Source text section start
# Should I use a different cut-off scheme for non-bonded interactions when simulating a system with MD in vacuum?

I am currently doing a simulation of the behaviour of various sizes of water droplets (~100-1000 water molecules) in vacuum. I am using NAMD with the spherical boundary conditions to keep the droplet in place, and using the CHARMM parameters for simulation.

The CHARMM parameter stream files contain a list of options which contain the recommended non-bonded cut offs for vdW forces and electrostatics:

NONBONDED nbxmod  5 atom cdiel shift vatom vdistance vswitch -
cutnb 14.0 ctofnb 12.0 ctonnb 10.0 eps 1.0 e14fac 1.0 wmin 1.5
!adm jr., 5/08/91, suggested cutoff scheme


(Explanation—pair-list distance= 14 Å, cut-off distance= 12 Å, dielectric const.= 1, 1,4-interaction scaling= 1)

However, these values are only read by the CHARMM software, NAMD manual mentions that NAMD will ignore them, and set the values according to what is set inside the NAMD configuration file.

If I understand correctly, force fields are usually parameterised considering a liquid system (i.e. with 3D periodic boundary conditions) therefore, these cut offs are also likely optimised for a liquid simulation.

What cut-offs should be used if a system in vacuum has to be simulated with CHARMM parameters? (and why?)

My guess here is that because the CHARMM non-bonded parameters were developed with that cut-off, the cut-off should be kept the same, even if the simulation is done in vacuum. However, a more-experienced colleague has told me that I should use a very large cut-off distance (much larger than the droplet, say ~500Å).
Source text section end
Supplied entries section start
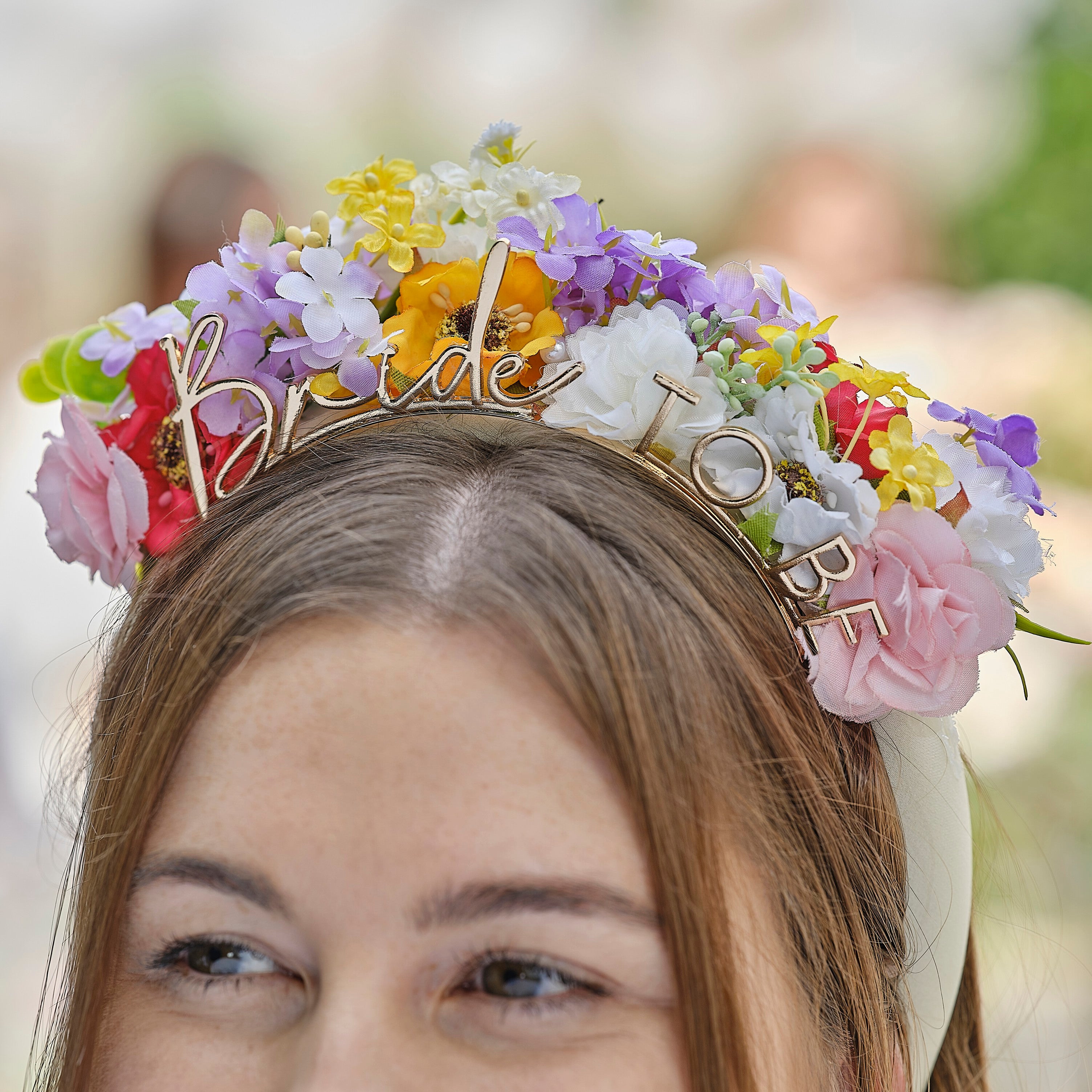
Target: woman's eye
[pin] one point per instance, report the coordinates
(516, 979)
(225, 958)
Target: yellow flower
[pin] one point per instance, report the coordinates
(436, 308)
(917, 470)
(397, 234)
(768, 362)
(876, 383)
(370, 188)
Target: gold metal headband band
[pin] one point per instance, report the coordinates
(800, 605)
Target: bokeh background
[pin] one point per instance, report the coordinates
(924, 170)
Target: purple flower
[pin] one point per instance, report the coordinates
(129, 330)
(1010, 443)
(579, 258)
(255, 264)
(576, 254)
(242, 356)
(762, 300)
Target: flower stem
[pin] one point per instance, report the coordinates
(826, 419)
(861, 428)
(638, 281)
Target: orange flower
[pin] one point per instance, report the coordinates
(436, 309)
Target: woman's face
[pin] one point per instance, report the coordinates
(392, 861)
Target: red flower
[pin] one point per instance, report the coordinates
(154, 443)
(846, 413)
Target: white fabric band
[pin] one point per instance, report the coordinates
(923, 761)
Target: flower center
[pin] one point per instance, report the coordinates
(458, 323)
(168, 455)
(800, 481)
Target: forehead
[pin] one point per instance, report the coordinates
(348, 748)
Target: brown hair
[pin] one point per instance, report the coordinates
(662, 640)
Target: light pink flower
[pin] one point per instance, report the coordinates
(94, 498)
(942, 614)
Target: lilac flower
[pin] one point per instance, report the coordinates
(762, 300)
(577, 253)
(1010, 443)
(255, 264)
(241, 356)
(664, 262)
(129, 330)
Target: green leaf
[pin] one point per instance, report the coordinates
(391, 306)
(52, 358)
(759, 530)
(822, 429)
(402, 383)
(1024, 682)
(85, 378)
(33, 384)
(1028, 626)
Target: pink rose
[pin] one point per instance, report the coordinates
(94, 498)
(942, 615)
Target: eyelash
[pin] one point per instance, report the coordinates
(168, 959)
(475, 965)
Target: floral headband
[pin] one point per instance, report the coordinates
(918, 546)
(896, 557)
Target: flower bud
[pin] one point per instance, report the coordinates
(785, 345)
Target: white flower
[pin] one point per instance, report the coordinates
(464, 186)
(335, 296)
(996, 529)
(523, 191)
(616, 396)
(785, 422)
(466, 240)
(346, 234)
(429, 201)
(129, 330)
(500, 135)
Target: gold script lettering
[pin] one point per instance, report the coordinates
(190, 392)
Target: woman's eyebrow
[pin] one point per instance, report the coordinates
(230, 879)
(539, 896)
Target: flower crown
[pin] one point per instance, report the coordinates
(897, 558)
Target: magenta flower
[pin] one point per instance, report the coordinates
(942, 614)
(1010, 443)
(94, 498)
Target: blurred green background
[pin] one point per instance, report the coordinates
(923, 171)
Supplied entries section end
- _Work instruction A_
In the post about vacuum cut-offs, what cut-off distance did the more-experienced colleague recommend?
- _Work instruction B_
Does each statement agree with the post about vacuum cut-offs? Answer yes or no for each, quoting the words that decide it.
(i) The simulated droplets contain roughly 100 to 1000 water molecules.
(ii) NAMD uses the cut-off values from the CHARMM parameter stream files.
(iii) The suggested CHARMM scheme sets the pair-list distance at 12 Å.
Rely only on the post about vacuum cut-offs; the lines play no part.

- _Expected output A_
A very large one, much larger than the droplet, about 500 Å.

- _Expected output B_
(i) Yes: "~100-1000 water molecules"
(ii) No: "NAMD will ignore them"
(iii) No: "pair-list distance= 14 Å"